**TASK STATEMENT:**
Extract from the gold forecast text below the stretch from "The report attributes" through "CRU, told CNBC.", word for word.

**SELECTION:**

----

The Bank of Denmark’s annual report, released earlier this month, expects world economies to shift into “war economy” mode, “where sovereign economic gains and self-reliance trump globalization.”
While not representative of the Bank’s official views, the forecasts examined how policymakers’ decisions could affect both the global economy and the political agenda over the next year.
Gold set to hit $3,000
Among the bank’s “outrageous” claims for next year, Ole Hansen, head of commodity strategy at Saxo, said the price of spot gold could surpass $3,000 an ounce in 2023 — around 67% higher than the current price of around $1,797 per ounce.
The report attributes the projected rise to three factors: “a rising war economy mentality” making gold more attractive than foreign exchange reserves, a big investment in new national security priorities, and increasing global liquidity as policymakers try to avoid debt debacles in their respective countries recessions.
“I wouldn’t be surprised to see resource-driven economies looking to switch to gold for lack of better alternatives,” Steen Jakobsen, chief investment officer at Saxo, told CNBC’s Squawk Box Europe on Dec. 6.
“I think gold will fly,” he added.
While analysts expect the price of gold to rise in 2023, a rise of this magnitude is unlikely, according to global commodity intelligence firm CRU.
“Our price expectations are much more moderate,” Kirill Kirilenko, senior analyst at CRU, told CNBC.

----

**PROVIDED MATERIAL:**
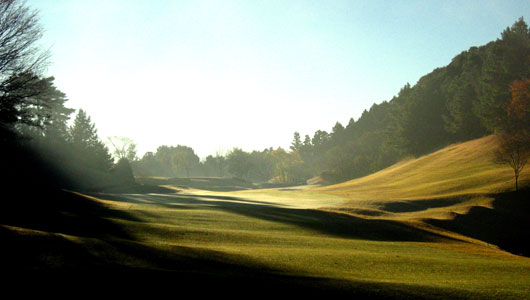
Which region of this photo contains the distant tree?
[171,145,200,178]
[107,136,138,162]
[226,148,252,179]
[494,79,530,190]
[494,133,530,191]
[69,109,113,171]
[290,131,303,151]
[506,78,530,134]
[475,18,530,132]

----

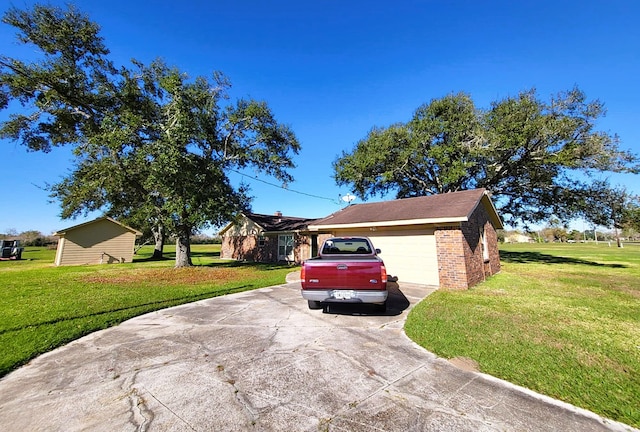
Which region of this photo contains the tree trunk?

----

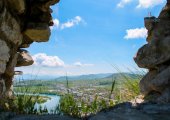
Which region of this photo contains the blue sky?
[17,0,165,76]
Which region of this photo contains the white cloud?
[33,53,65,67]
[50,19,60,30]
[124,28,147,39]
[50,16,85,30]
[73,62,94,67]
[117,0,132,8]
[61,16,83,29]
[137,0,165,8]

----

**EXPECTED ANSWER:**
The report attributes the projected rise to three factors: “a rising war economy mentality” making gold more attractive than foreign exchange reserves, a big investment in new national security priorities, and increasing global liquidity as policymakers try to avoid debt debacles in their respective countries recessions.
“I wouldn’t be surprised to see resource-driven economies looking to switch to gold for lack of better alternatives,” Steen Jakobsen, chief investment officer at Saxo, told CNBC’s Squawk Box Europe on Dec. 6.
“I think gold will fly,” he added.
While analysts expect the price of gold to rise in 2023, a rise of this magnitude is unlikely, according to global commodity intelligence firm CRU.
“Our price expectations are much more moderate,” Kirill Kirilenko, senior analyst at CRU, told CNBC.